## Begin

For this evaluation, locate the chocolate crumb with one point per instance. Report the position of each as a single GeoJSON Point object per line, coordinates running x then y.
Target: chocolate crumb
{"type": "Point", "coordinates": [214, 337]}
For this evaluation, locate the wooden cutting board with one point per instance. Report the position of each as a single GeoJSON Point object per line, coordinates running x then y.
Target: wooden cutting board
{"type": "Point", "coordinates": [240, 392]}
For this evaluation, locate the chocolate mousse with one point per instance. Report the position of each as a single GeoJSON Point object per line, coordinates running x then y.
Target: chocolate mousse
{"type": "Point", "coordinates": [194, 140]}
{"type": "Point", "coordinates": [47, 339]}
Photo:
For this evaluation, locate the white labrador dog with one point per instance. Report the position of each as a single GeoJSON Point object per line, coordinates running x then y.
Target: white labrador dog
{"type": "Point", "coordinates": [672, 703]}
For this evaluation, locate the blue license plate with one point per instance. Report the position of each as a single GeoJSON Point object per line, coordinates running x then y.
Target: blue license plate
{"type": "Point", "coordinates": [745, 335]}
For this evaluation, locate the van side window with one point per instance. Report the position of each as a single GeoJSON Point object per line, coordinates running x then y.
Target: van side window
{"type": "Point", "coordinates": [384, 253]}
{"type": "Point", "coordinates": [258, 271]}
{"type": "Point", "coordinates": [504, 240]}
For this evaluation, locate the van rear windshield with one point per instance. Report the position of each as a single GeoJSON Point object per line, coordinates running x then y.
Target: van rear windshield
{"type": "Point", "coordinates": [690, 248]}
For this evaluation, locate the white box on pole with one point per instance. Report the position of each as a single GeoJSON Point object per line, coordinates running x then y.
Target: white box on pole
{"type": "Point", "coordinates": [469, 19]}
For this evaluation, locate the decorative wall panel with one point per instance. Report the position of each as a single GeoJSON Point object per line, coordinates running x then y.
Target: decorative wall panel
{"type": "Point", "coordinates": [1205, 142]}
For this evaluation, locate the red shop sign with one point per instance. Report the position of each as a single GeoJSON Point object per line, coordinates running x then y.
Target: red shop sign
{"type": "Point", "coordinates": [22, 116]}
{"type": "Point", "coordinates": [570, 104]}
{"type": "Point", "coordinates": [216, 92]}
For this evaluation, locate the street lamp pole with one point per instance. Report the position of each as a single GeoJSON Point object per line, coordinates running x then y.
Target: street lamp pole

## End

- WHAT YOU ARE ASKED TO DO
Write out the material exactly as given.

- PROBLEM SOLUTION
For this evaluation, locate the chocolate crumb with one point per instance. Report the position of each as a single GeoJSON Point object per line, coordinates running x then y.
Target: chocolate crumb
{"type": "Point", "coordinates": [214, 337]}
For this evaluation, locate the wooden cutting board with one point per instance. Report the position of each as a single GeoJSON Point object per line, coordinates running x then y.
Target: wooden cutting board
{"type": "Point", "coordinates": [240, 392]}
For this evaluation, locate the chocolate mousse with one point per instance. Report the position of each as a single GeoJSON Point object per line, coordinates running x then y.
Target: chocolate mousse
{"type": "Point", "coordinates": [194, 140]}
{"type": "Point", "coordinates": [47, 339]}
Photo:
For this evaluation, locate the white labrador dog with one point per instance. Report the position of each as a single GeoJSON Point object per line, coordinates running x then y.
Target: white labrador dog
{"type": "Point", "coordinates": [672, 703]}
For this evaluation, locate the blue license plate with one point per instance. Report the position of each as a single GeoJSON Point object per line, coordinates running x then y.
Target: blue license plate
{"type": "Point", "coordinates": [745, 335]}
For this evaluation, locate the van side window with one point per instance. Report the position of each as a single GeoJSON Point object per line, coordinates running x then y.
Target: van side window
{"type": "Point", "coordinates": [384, 253]}
{"type": "Point", "coordinates": [258, 271]}
{"type": "Point", "coordinates": [504, 240]}
For this evaluation, locate the van rear windshield with one point per instance. Report the position of each as a single GeoJSON Point object per line, coordinates running x then y.
Target: van rear windshield
{"type": "Point", "coordinates": [690, 248]}
For this evaluation, locate the white box on pole with one point per instance. Report the position of each as a single GeoJSON Point object per line, coordinates running x then y.
Target: white box on pole
{"type": "Point", "coordinates": [469, 19]}
For this evaluation, locate the decorative wall panel with one point per instance. Report the position of each as a single GeoJSON Point object per line, coordinates running x then y.
Target: decorative wall panel
{"type": "Point", "coordinates": [1205, 142]}
For this evaluation, locate the red shop sign with one point per instance. Report the position of each as a single GeoJSON Point object per line, coordinates running x then y.
Target: red shop sign
{"type": "Point", "coordinates": [22, 116]}
{"type": "Point", "coordinates": [570, 104]}
{"type": "Point", "coordinates": [216, 92]}
For this evaluation, locate the street lamp pole with one point per instance. Report the position of each as a single GeoJSON Point object per line, coordinates running x then y.
Target: street lamp pole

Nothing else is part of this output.